**Required work**
1 – Answer these from the UCLA football piece:
(a) What is Neuheisel's record over his three seasons?
(b) Which ESPN analyst called the Bruins his Pac-12 sleeper team?
(c) How many yards per game did the 2010 offense average?
2 – From the UCLA football piece, return the part that opens with the words containing "You can find" and closes with "five offensive linemen.", copied word for word.
3 – Sum up the UCLA football piece in two sentences.

**Source excerpt**

■ ■ ■ ■ ■

In 2008, Rick Neuheisel returned to his Alma Mater to work the same magic he had at Colorado and Washington, where he brought rare moments of national prominence to each school.

The NCAA was preparing to hammer USC like Mike Garrett had been robbing banks and using the money to buy cocaine for football recruits. Heralded coordinators DeWayne Walker and Norm Chow were moving to Westwood to join what looked to be the nation’s best coaching staff. USC was heading into recruiting battles with thirty scholarships tied behind its back and no post-season to offer potential recruits. It seemed completely inevitable that UCLA football would see its day in the Southern California sun.

There was only one problem—that thing about UCLA sucking. Even with all the advantages they could hope for, the Bruins have continued to lose recruiting battles not just with USC, but with schools all over the West.  Neuheisel is 15-22 in three seasons and at the end of last season he took it out on his coaching staff. A number of Bruin assistants got the axe including legendary Offensive Corrdinator Norm Chow. Chow was fired after a disappointing season running the Pistol offense that Neuheisel installed.  It was just as well. Asking Chow to run the pistol was like hiring Frank Ghery to design your tool shed.

Now Neuheisel is running his own offense and local and national analysts are suddenly predicting big things for the Bruins in 2011. ESPN’s Kirk Herbstreit called the Bruins his Pac-12 sleeper team and this week predicted they would win the Pac-12 South. Local analyst Petros Papidakis also loves the Bruins and has been touting them as a sleeper in the South.

You can find plenty of reasons to feel good about the Bruins this year as the team returns 17 starters and should have considerably better health than last season when the Bruins lost the 3rd most starts to injury in the FBS.

UCLA has had bad luck with QB health in recent years and started both Kevin Prince and Richard Brehaut last season.  Both are back and healthy this season as are all of the

Which returning UCLA QB who threw more INTs than TDs is this? Does it matter?

Bruins leading rushers and three of five offensive linemen.

Stability is a great thing in a college program, but I will rain on everyone’s parade here and point out that the the 2010 offense from which nine starters return was awful. They averaged 317 yards per game, which was worst of the 12 Pac teams last year.  Worse than Colorado (360), worse than Washington State (330), and more than 100 yards worse than USC (431).

Brehaut and Prince do indeed come back this season, but again, you have to wonder if that’s a good thing. In 2010, the pair combined for a pathetic 9 touchdowns and 12 interceptions.  The Bruins released their depth chart this week, but left the QB position off it meaning neither player has distinguished himself for the job yet. In a quarterback driven league like the Pac-12, this is a big problem.

■ ■ ■ ■ ■

**Given information**
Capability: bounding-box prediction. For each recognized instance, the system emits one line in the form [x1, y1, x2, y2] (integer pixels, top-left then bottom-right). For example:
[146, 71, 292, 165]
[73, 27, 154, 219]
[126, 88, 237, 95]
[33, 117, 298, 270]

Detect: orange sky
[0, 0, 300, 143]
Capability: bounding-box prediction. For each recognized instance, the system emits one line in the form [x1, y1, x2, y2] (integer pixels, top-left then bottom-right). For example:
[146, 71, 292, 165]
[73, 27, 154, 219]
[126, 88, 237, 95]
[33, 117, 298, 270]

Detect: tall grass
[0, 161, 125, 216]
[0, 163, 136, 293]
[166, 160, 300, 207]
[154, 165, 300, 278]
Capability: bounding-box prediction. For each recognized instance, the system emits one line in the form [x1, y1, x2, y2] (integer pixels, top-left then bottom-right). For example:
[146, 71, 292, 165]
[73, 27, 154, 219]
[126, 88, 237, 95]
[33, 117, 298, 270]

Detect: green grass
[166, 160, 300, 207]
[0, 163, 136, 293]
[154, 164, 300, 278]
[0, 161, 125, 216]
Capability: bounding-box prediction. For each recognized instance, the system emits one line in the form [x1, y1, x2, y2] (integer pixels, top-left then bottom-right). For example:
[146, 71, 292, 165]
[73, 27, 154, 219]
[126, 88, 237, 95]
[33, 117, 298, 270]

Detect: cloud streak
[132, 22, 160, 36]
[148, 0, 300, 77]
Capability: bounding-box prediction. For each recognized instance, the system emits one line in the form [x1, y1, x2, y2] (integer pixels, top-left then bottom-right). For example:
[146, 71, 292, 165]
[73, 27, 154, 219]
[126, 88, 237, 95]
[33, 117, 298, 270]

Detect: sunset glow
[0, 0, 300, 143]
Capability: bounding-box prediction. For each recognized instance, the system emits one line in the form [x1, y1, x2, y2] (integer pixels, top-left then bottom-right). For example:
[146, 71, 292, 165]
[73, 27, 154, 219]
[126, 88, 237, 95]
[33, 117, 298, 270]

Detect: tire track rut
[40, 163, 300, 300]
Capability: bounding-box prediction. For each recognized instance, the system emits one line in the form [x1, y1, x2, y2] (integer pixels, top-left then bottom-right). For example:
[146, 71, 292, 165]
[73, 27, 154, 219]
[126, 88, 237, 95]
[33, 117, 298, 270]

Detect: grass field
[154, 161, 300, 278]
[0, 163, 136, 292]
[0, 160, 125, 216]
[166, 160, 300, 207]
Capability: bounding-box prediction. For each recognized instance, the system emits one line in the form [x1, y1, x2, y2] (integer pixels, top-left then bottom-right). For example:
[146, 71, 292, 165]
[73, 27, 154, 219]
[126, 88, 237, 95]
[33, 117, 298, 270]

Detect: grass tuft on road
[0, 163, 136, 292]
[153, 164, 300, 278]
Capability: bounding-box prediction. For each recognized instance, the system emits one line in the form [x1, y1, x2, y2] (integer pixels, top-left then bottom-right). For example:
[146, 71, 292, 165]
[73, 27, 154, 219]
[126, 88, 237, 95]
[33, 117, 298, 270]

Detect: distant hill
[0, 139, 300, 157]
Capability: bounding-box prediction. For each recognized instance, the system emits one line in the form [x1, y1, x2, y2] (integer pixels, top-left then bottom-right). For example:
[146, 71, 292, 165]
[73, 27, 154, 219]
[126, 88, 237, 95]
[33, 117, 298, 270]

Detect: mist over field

■ ■ ■ ■ ■

**Full solutions**
1 –
(a) 15-22
(b) Kirk Herbstreit
(c) 317

2 –
You can find plenty of reasons to feel good about the Bruins this year as the team returns 17 starters and should have considerably better health than last season when the Bruins lost the 3rd most starts to injury in the FBS.

UCLA has had bad luck with QB health in recent years and started both Kevin Prince and Richard Brehaut last season.  Both are back and healthy this season as are all of the

Which returning UCLA QB who threw more INTs than TDs is this? Does it matter?

Bruins leading rushers and three of five offensive linemen.

3 – Rick Neuheisel returned to UCLA in 2008 but is 15-22 in three seasons, and after last season a number of his assistants were let go, including Offensive Coordinator Norm Chow. Analysts now predict big things for the Bruins in 2011 with 17 starters back, but the 2010 offense averaged 317 yards per game, worst of the 12 Pac teams, and neither returning quarterback has yet distinguished himself for the starting job.